◆ Exercise objective: Lay out everything from the start of the entries down to the line containing "227;141;238;171", inclusive, as a Markdown table with the columns Row and Line. Skip blank lines, and number the remaining lines in order.

Collected data
>>>>>
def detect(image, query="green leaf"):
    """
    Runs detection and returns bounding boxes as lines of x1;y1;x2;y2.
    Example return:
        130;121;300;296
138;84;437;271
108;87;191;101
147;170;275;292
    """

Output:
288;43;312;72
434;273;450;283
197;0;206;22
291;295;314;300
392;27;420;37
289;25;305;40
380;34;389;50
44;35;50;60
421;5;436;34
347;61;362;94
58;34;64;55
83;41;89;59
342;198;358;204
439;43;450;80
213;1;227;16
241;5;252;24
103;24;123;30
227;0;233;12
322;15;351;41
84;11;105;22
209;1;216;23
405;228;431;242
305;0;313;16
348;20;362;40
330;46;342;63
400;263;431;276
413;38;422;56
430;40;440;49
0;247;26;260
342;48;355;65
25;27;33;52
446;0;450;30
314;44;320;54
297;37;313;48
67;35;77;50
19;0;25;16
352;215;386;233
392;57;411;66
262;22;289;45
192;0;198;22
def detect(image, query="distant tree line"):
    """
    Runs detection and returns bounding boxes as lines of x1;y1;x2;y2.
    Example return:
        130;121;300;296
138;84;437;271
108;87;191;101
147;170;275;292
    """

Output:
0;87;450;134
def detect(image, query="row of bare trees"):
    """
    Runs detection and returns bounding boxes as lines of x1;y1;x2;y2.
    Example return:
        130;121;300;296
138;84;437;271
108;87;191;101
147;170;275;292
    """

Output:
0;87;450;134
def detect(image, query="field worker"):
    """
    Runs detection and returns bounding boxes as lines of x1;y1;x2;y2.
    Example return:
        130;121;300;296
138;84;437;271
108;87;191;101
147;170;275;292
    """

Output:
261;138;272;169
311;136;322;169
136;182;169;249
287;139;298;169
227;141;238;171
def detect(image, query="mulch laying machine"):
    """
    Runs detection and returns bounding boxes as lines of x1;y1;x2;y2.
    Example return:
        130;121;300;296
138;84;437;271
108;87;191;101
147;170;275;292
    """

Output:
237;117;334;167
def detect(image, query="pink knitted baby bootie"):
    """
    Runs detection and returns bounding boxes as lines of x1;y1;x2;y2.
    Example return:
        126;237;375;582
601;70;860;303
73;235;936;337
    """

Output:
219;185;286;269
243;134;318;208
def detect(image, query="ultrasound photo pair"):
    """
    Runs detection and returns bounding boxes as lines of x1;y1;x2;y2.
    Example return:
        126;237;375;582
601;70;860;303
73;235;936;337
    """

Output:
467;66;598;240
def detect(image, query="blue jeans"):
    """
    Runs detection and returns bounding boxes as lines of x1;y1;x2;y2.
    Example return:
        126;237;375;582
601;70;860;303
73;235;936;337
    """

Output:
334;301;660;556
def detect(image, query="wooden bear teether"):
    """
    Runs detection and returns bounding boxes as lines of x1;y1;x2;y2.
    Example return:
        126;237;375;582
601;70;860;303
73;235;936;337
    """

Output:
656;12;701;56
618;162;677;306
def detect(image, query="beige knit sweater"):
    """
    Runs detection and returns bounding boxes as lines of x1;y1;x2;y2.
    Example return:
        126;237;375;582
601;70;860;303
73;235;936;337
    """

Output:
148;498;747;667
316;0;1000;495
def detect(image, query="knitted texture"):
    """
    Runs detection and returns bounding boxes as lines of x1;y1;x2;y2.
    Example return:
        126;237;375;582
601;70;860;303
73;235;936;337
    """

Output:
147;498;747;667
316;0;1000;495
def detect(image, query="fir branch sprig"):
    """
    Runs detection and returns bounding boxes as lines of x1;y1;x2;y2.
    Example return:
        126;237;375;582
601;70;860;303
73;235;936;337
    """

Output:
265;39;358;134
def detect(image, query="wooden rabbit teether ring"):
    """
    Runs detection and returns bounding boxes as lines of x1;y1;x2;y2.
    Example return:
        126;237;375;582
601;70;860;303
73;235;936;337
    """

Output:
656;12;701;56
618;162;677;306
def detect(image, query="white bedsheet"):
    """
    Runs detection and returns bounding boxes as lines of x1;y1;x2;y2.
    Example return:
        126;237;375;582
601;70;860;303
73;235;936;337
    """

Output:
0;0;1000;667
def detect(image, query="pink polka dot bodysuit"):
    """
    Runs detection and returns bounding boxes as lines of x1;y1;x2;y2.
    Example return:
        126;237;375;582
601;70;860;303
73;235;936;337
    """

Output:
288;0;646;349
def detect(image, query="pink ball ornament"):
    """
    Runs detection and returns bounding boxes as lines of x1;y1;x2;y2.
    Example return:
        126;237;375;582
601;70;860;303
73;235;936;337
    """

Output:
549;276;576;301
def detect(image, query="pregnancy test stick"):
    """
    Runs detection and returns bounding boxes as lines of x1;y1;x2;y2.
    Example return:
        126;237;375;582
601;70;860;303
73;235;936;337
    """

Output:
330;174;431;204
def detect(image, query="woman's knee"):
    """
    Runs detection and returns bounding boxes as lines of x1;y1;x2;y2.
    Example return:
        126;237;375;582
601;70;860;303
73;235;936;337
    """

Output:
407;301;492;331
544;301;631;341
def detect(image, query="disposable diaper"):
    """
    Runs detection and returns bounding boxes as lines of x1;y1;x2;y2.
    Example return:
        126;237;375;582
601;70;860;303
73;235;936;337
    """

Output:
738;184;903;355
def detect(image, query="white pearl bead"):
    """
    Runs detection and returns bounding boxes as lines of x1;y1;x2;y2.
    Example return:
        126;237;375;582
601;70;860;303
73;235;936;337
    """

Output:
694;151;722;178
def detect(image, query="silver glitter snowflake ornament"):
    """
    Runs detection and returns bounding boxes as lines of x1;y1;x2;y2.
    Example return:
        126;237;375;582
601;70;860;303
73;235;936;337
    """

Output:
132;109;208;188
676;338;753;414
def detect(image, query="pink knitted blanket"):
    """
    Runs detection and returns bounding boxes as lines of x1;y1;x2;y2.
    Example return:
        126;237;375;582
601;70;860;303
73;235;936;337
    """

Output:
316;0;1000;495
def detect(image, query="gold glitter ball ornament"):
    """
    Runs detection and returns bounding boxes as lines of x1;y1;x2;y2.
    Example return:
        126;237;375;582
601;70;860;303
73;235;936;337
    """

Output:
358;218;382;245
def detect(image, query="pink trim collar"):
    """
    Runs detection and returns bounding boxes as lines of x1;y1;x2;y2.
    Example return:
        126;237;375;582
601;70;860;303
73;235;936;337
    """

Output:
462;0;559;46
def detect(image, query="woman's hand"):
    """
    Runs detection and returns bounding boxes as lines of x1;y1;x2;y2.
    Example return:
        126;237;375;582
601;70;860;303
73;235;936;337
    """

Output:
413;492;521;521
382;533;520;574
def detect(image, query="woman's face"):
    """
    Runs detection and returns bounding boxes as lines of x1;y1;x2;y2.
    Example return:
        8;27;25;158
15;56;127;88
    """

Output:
<<<<<
◆ Exercise result:
| Row | Line |
|---|---|
| 1 | def detect(image, query="green leaf"): |
| 2 |     """ |
| 3 |     Runs detection and returns bounding boxes as lines of x1;y1;x2;y2. |
| 4 |     Example return: |
| 5 |         130;121;300;296 |
| 6 | 138;84;437;271 |
| 7 | 108;87;191;101 |
| 8 | 147;170;275;292 |
| 9 |     """ |
| 10 | Output: |
| 11 | 288;43;312;72 |
| 12 | 434;273;450;283 |
| 13 | 197;0;206;22 |
| 14 | 291;295;314;300 |
| 15 | 392;27;420;37 |
| 16 | 289;25;305;40 |
| 17 | 380;34;389;50 |
| 18 | 44;35;50;60 |
| 19 | 421;5;436;34 |
| 20 | 347;61;362;94 |
| 21 | 58;34;64;55 |
| 22 | 83;41;89;59 |
| 23 | 342;198;358;204 |
| 24 | 439;43;450;80 |
| 25 | 213;1;227;16 |
| 26 | 241;5;252;24 |
| 27 | 103;24;123;30 |
| 28 | 227;0;233;12 |
| 29 | 322;15;351;41 |
| 30 | 84;11;105;22 |
| 31 | 209;1;216;23 |
| 32 | 405;228;431;242 |
| 33 | 305;0;313;16 |
| 34 | 348;20;362;40 |
| 35 | 330;46;342;63 |
| 36 | 400;263;431;276 |
| 37 | 413;38;422;56 |
| 38 | 430;40;440;49 |
| 39 | 0;247;26;260 |
| 40 | 342;48;355;65 |
| 41 | 25;27;33;52 |
| 42 | 446;0;450;30 |
| 43 | 314;44;320;54 |
| 44 | 297;37;313;48 |
| 45 | 67;35;77;50 |
| 46 | 19;0;25;16 |
| 47 | 352;215;386;233 |
| 48 | 392;57;411;66 |
| 49 | 262;22;289;45 |
| 50 | 192;0;198;22 |
| 51 | def detect(image, query="distant tree line"): |
| 52 |     """ |
| 53 |     Runs detection and returns bounding boxes as lines of x1;y1;x2;y2. |
| 54 |     Example return: |
| 55 |         130;121;300;296 |
| 56 | 138;84;437;271 |
| 57 | 108;87;191;101 |
| 58 | 147;170;275;292 |
| 59 |     """ |
| 60 | Output: |
| 61 | 0;87;450;134 |
| 62 | def detect(image, query="row of bare trees"): |
| 63 |     """ |
| 64 |     Runs detection and returns bounding boxes as lines of x1;y1;x2;y2. |
| 65 |     Example return: |
| 66 |         130;121;300;296 |
| 67 | 138;84;437;271 |
| 68 | 108;87;191;101 |
| 69 | 147;170;275;292 |
| 70 |     """ |
| 71 | Output: |
| 72 | 0;87;450;134 |
| 73 | def detect(image, query="field worker"): |
| 74 |     """ |
| 75 |     Runs detection and returns bounding boxes as lines of x1;y1;x2;y2. |
| 76 |     Example return: |
| 77 |         130;121;300;296 |
| 78 | 138;84;437;271 |
| 79 | 108;87;191;101 |
| 80 | 147;170;275;292 |
| 81 |     """ |
| 82 | Output: |
| 83 | 261;138;272;169 |
| 84 | 311;136;322;169 |
| 85 | 136;182;169;249 |
| 86 | 287;139;298;169 |
| 87 | 227;141;238;171 |